Records of labeled points —
--------------------------------
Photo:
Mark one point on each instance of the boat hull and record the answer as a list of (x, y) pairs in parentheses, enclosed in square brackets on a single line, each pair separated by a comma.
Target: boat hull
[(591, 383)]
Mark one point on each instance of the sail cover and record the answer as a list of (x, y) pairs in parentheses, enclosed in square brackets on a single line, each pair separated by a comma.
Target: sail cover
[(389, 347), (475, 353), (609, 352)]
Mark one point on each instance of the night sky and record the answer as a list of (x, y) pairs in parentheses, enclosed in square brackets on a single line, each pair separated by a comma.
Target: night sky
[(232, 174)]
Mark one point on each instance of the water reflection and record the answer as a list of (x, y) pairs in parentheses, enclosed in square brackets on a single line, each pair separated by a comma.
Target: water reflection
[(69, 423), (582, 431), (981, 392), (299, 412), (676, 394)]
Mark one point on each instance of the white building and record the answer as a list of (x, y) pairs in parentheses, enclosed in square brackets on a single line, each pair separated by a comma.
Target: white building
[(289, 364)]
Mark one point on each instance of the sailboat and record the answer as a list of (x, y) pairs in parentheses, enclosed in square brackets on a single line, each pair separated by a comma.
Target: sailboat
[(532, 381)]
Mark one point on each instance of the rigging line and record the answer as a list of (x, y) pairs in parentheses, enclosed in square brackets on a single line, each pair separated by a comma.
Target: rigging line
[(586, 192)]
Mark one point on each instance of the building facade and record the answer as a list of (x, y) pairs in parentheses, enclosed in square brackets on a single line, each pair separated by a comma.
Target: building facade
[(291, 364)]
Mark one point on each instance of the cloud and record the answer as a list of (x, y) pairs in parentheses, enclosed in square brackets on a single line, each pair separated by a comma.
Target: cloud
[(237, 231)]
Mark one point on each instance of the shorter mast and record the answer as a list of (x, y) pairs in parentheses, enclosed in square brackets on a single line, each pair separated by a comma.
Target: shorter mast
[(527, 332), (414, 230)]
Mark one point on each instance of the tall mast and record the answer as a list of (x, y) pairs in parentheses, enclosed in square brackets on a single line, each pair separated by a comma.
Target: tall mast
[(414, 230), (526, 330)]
--------------------------------
Requirement —
Rewrite everything from the line containing "Mark one point on each instance of the shorter" down to the line containing "[(527, 332), (414, 230)]", keeping the request as is and adding 38 to every coordinate in the answer.

Task output —
Mark one point on each instance of the shorter mast and record the answer as a list of (x, y) pairs in parentheses, enclosed in square brackets on a single line, each pair separated by a comma.
Target: shorter mast
[(565, 370), (452, 268)]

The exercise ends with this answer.